▶ **Records to use**
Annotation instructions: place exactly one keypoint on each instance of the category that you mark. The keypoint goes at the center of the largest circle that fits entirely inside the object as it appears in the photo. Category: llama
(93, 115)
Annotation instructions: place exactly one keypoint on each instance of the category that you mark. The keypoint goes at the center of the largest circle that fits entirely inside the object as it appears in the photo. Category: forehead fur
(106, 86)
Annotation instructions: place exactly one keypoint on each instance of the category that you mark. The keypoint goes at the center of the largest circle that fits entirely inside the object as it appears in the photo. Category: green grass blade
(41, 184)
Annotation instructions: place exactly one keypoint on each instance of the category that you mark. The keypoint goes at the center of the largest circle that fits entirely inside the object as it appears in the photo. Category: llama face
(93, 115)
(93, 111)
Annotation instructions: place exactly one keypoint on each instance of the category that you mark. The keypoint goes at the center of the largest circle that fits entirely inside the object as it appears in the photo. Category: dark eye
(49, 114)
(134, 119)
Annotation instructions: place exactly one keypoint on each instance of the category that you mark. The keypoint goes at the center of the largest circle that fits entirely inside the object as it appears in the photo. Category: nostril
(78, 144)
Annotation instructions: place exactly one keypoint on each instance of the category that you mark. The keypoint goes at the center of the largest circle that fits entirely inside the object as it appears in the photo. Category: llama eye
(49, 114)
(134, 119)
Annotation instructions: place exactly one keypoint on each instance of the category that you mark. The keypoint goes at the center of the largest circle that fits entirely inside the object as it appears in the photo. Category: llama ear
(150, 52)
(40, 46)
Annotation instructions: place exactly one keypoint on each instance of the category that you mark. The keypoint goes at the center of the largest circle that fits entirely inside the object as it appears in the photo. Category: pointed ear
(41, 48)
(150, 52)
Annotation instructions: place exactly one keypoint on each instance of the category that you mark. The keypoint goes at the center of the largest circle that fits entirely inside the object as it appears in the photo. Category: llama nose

▶ **Description of the task**
Reproduce all of the data exactly as given.

▶ **Reply**
Annotation instructions: place exactly one keypoint on each instance of the category that you mark. The keypoint goes at the center of the largest circle that fits entirely inside the object as it appears in the photo. Category: llama
(93, 115)
Annotation instructions: place exactly one keypoint on each instance of the category that you mark. The keypoint goes at the center of the largest circle that fits entirely inside the object as it appears in the photo. Category: forehead fur
(106, 86)
Annotation instructions: place exactly one keypoint on each instance of the category that you mark. The keypoint goes at the center of the largest circle that fits entirely inside the object as it appears in the photo. Category: green grass blade
(41, 184)
Annotation instructions: place exactly one keypoint on each instance of the category that you mark. The keypoint goes at the center of the largest circle that fits entirely inside the object as it appears in the photo. Category: llama face
(93, 115)
(93, 111)
Annotation instructions: place exactly one keypoint on each instance of the category that you mark. The keypoint goes at the center of the largest circle that fits entirely inside the object as it appears in the photo. Category: dark eye
(49, 114)
(134, 119)
Annotation instructions: place exactly one keypoint on each instance of the category that you mark. The keypoint goes at the center of the largest circle that fits entirely inside the object as it appears in the photo. Category: nostril
(78, 144)
Annotation instructions: place exactly one keypoint on each instance of the category that you mark. The keypoint goes at the center of the largest circle that fits entirely inside the object as it appears in the photo. Category: llama eye
(49, 114)
(134, 119)
Annotation instructions: place exactly one keypoint on each instance of the category that you mark. The keypoint goes at the center of the largest circle that fits entirely inside the object as it appears in the photo. Category: llama ear
(150, 52)
(40, 46)
Annotation instructions: place exactly one keypoint on each instance of the category that you mark. The keypoint goes at the center of the largest circle that fits entirely inside the object as it appears in the photo. Category: pointed ear
(41, 48)
(150, 52)
Annotation instructions: place exactly one keypoint on each instance of the category that you mark. The keypoint goes at the center of the largest circle that fits entirely inside the object as it appears in the photo. Category: llama nose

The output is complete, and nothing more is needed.